* [SOURCE EXTRACT]:
------

Even with Ifa, mysteries of life persisted unexplained. This gave the grounds for the foreign religions to sweep TR away. Not that they were essentially different but at some points in their development they rendered themselves open to the current state of thought and scholarship, to findings of reformists like St Thomas Aquinas, Martin Luther, Omar Khayyam -a philosopher, mathematician and astronomer. Hence, these foreign religions were equipped to offer sophisticated answers to the quest for understanding and attempts to find clarity in the several contradictions of life. Since wisdom is acquired through immersion in the best that has been thought and said, converting to them seemed a wise choice for our ancestors.

But not without a fight. This is why the claim that TR is tolerating is largely imaginary. TR looks tolerating because it is in the minority. When Islam and Christianity were seeping into the villages and TR was the majority, history discloses several instances where churches and mosques were razed down and converts massacred or disowned by their own families for worshipping a white man’s God or going to a white man’s school. Now being the minority, TR is emasculated of its powers of intolerance. This is not the same as being tolerant. It is just the aftermath of emasculation, the step before extinction. Intolerance is the evangelical zeal to be the sole majority. This is why now the foreign religions are always at loggerheads, striving to outdo each other in mass violence. To buttress TR’s capacity for tolerance, its spin-doctors cite: Ogun worshippers do not fight their Sango colleagues. But they are under the same umbrella just like Baptists and Anglicans or Nasfat and Ahmadiyya. It is all the same incestuous tolerance whereas the one of virtue is the ecumenical tolerance.

Conceptually, no religion can tolerate the other. All of them insist: ‘I am the truth not you… I have the word of God, it cannot change.’ It is a dogma. And dogmas like stubbornness demonstrate a lack of curiosity which is the fuel of development. The foreign religions that were brimming with fresh bulletins from truth now resisted new and advanced findings of truth in humanities or sciences. As representatives of outdated knowledge and hoary ideas, they are now like TR: irrational. And a religion can only be intolerant of another religion because it has first become intolerant of rationality. From this, other monsters burst forth, spill over to other aspects of life.

In this age of democracy and suicide bomber, one reads with horror the case of Olunde the eldest son of Eleshin who in Death and the King’s Horseman commits suicide so he can serve as the heavenly courier of his dead king. The play tells us he is a medical student; he himself mentions that he is “attached to hospitals all the time.” Meaning: he is not simply a medical student; he has enough sophistication of intellect to have passed pre-clinicals. How come such a mind trained to preserve life, flies home and takes his own life because of a religious stipulation? Iyalode snide at his undead father: ‘we fed your sweetmeats such as we hoped awaited you on the other side…’ This mindlessness is one with that of 19 young men, some studying elite courses in German universities who on a September 11 hijacked planes, turned them into altars and immolated themselves since they have been promised busty virgins on the other side. Why shed blood? Why get immolated or crucified to save one’s people? Extremisms own their irrationalities to the superstitious underlay of religions.

Sutekh, Tammuz, Zeus, Manawyddan, Ra, Ubilulu in their days were Almighties with magnificent temples built to them and hundreds of prophets, seers, viziers in the business of interpreting their commandments. Where are they today? But these ex-Almighties should be commended for their precocious wisdom: having realized early the need for a post-religious society, they tore up the scripts and left the stage hence demonstrating to us the true and irreducible instruction.

------

* [RECORD SET]:

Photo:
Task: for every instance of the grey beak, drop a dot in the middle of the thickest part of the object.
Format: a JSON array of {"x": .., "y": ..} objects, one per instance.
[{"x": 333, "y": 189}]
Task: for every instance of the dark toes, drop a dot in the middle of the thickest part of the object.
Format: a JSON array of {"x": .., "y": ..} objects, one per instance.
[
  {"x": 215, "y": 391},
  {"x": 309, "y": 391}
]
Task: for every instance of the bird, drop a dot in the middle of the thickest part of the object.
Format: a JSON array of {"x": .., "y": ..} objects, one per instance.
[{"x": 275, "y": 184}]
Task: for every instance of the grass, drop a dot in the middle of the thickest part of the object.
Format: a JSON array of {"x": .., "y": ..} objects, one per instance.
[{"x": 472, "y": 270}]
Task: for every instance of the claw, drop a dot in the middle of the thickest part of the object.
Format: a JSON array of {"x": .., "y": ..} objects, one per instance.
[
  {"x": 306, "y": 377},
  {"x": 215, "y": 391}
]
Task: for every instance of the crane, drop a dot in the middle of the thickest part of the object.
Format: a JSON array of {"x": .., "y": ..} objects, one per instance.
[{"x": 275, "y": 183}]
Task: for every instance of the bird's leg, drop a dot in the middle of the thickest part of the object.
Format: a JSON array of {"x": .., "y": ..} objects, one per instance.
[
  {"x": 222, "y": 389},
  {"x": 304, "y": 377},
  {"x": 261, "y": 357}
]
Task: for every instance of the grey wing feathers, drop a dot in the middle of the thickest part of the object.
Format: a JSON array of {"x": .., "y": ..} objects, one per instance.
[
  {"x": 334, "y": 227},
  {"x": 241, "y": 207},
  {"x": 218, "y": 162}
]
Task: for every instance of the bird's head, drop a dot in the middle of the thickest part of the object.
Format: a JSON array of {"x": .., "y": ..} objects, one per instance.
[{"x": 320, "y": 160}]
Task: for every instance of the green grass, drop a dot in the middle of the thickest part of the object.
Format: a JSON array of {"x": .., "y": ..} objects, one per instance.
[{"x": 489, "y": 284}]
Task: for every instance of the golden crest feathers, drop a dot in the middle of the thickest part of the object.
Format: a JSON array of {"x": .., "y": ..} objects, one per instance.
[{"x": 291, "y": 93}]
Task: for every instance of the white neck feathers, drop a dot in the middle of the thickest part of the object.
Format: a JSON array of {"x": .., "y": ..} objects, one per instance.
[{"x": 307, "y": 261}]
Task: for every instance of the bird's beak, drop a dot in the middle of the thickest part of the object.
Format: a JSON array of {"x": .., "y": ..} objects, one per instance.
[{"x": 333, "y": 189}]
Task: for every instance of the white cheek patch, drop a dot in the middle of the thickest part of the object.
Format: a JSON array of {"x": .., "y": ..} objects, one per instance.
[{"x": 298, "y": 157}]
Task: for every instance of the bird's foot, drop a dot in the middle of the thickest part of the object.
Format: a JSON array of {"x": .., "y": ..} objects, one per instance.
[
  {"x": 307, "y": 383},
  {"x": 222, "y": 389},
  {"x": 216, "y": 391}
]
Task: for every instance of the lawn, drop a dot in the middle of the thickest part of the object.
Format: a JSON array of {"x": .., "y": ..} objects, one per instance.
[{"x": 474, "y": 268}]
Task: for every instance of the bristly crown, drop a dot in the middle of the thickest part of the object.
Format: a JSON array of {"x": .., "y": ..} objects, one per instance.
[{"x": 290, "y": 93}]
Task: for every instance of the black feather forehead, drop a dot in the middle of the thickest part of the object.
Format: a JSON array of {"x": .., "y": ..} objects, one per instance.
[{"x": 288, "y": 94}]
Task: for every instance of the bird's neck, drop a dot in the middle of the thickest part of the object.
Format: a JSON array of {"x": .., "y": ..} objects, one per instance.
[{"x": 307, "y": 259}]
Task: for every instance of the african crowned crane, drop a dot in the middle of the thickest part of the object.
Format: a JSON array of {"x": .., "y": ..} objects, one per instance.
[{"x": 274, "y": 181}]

------

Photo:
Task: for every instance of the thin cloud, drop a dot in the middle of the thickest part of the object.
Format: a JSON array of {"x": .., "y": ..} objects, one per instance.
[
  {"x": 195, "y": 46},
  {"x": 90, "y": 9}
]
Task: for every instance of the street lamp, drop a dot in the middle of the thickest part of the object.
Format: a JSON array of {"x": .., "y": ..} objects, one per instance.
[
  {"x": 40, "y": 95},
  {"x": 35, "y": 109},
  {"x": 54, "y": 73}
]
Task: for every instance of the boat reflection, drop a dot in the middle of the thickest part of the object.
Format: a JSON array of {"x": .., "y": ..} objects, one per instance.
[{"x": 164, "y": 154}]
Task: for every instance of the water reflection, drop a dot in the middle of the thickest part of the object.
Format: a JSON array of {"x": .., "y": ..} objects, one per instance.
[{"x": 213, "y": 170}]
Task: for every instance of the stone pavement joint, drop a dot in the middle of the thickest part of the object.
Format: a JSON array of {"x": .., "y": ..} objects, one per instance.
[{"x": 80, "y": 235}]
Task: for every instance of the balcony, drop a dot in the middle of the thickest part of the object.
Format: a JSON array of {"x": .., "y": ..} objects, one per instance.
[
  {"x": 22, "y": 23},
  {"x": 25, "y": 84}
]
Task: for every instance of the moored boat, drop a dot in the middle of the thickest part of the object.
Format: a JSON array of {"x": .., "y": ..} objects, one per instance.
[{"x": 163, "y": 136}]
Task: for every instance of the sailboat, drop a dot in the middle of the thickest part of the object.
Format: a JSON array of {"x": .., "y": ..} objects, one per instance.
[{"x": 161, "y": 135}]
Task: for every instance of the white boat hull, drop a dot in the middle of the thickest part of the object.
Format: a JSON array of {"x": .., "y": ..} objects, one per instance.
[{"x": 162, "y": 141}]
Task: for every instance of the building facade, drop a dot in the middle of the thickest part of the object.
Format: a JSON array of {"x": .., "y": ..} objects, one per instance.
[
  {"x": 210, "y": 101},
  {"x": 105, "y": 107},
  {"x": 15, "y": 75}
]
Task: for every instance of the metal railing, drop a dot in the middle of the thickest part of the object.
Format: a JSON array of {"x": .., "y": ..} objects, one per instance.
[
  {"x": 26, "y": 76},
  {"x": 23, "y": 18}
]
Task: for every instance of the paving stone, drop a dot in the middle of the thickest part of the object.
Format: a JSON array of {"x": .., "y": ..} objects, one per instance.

------

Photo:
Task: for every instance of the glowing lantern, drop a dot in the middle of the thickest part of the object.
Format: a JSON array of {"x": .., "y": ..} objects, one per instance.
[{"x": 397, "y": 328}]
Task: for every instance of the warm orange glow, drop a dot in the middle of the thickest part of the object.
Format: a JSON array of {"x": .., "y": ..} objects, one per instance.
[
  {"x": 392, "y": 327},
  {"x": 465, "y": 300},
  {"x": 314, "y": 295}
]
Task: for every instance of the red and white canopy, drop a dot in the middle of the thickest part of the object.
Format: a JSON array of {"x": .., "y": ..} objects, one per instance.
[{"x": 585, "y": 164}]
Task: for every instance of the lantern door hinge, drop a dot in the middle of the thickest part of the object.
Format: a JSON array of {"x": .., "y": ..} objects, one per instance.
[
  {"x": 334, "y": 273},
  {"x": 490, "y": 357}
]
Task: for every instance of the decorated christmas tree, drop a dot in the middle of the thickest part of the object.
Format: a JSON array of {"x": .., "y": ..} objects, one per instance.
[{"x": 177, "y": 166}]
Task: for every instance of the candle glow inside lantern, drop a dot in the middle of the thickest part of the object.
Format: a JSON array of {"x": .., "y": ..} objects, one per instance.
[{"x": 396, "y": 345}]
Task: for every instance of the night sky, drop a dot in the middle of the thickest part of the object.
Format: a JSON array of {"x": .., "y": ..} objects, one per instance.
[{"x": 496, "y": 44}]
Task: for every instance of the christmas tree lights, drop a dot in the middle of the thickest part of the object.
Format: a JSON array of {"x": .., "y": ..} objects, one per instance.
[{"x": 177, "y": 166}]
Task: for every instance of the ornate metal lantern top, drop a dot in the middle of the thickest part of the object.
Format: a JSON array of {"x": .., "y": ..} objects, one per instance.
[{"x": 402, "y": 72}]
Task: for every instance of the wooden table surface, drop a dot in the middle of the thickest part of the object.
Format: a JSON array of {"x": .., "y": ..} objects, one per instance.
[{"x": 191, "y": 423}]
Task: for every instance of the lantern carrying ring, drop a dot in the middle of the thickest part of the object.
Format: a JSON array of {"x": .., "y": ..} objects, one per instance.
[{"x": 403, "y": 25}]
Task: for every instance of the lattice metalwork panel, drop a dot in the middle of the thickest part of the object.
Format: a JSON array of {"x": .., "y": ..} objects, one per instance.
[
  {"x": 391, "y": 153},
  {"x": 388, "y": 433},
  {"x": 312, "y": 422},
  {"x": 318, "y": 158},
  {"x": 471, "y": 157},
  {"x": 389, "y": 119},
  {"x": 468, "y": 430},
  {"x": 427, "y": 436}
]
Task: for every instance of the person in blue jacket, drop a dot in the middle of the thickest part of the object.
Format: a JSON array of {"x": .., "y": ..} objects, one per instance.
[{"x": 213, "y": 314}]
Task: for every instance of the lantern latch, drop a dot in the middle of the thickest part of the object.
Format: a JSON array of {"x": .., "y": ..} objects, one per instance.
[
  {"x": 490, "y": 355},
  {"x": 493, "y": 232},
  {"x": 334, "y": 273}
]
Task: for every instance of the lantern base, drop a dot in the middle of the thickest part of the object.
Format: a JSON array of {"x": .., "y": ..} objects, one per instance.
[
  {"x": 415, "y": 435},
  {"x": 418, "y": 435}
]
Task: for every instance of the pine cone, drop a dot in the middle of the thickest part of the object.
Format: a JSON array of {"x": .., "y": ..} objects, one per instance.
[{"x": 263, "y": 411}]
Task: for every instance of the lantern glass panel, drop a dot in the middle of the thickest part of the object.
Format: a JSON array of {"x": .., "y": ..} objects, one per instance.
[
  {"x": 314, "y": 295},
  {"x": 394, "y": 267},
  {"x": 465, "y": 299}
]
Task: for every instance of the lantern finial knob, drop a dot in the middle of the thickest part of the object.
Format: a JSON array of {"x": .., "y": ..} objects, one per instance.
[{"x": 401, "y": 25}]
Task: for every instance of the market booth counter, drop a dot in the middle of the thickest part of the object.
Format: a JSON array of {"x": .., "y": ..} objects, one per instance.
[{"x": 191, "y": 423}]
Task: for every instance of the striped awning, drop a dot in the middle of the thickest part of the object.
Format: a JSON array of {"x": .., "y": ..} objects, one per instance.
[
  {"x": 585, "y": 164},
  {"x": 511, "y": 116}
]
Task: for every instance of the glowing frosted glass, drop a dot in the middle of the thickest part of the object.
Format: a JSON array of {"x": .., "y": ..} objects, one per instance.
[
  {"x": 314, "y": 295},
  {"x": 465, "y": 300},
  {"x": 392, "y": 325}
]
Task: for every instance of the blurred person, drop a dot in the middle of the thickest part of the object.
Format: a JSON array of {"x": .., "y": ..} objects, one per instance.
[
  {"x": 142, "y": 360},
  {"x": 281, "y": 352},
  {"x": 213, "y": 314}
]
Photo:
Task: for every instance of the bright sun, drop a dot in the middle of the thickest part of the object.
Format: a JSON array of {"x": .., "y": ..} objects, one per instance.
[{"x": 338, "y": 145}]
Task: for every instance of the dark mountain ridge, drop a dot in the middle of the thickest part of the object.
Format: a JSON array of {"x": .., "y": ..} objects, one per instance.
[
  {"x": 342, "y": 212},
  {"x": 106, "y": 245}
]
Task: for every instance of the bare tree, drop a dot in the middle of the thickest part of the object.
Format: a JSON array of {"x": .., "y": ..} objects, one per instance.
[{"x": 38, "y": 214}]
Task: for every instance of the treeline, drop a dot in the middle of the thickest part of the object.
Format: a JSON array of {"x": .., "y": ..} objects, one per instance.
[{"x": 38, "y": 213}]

------

* [WHAT IS EXPECTED]: Rewrite the passage on religion and tolerance from "Conceptually, no religion" through "aspects of life.", switching "truth" to "reality" wherever it occurs. The records above were taken from a different source than the text.

* [SOLUTION TO THIS EXERCISE]:
Conceptually, no religion can tolerate the other. All of them insist: ‘I am the reality not you… I have the word of God, it cannot change.’ It is a dogma. And dogmas like stubbornness demonstrate a lack of curiosity which is the fuel of development. The foreign religions that were brimming with fresh bulletins from reality now resisted new and advanced findings of reality in humanities or sciences. As representatives of outdated knowledge and hoary ideas, they are now like TR: irrational. And a religion can only be intolerant of another religion because it has first become intolerant of rationality. From this, other monsters burst forth, spill over to other aspects of life.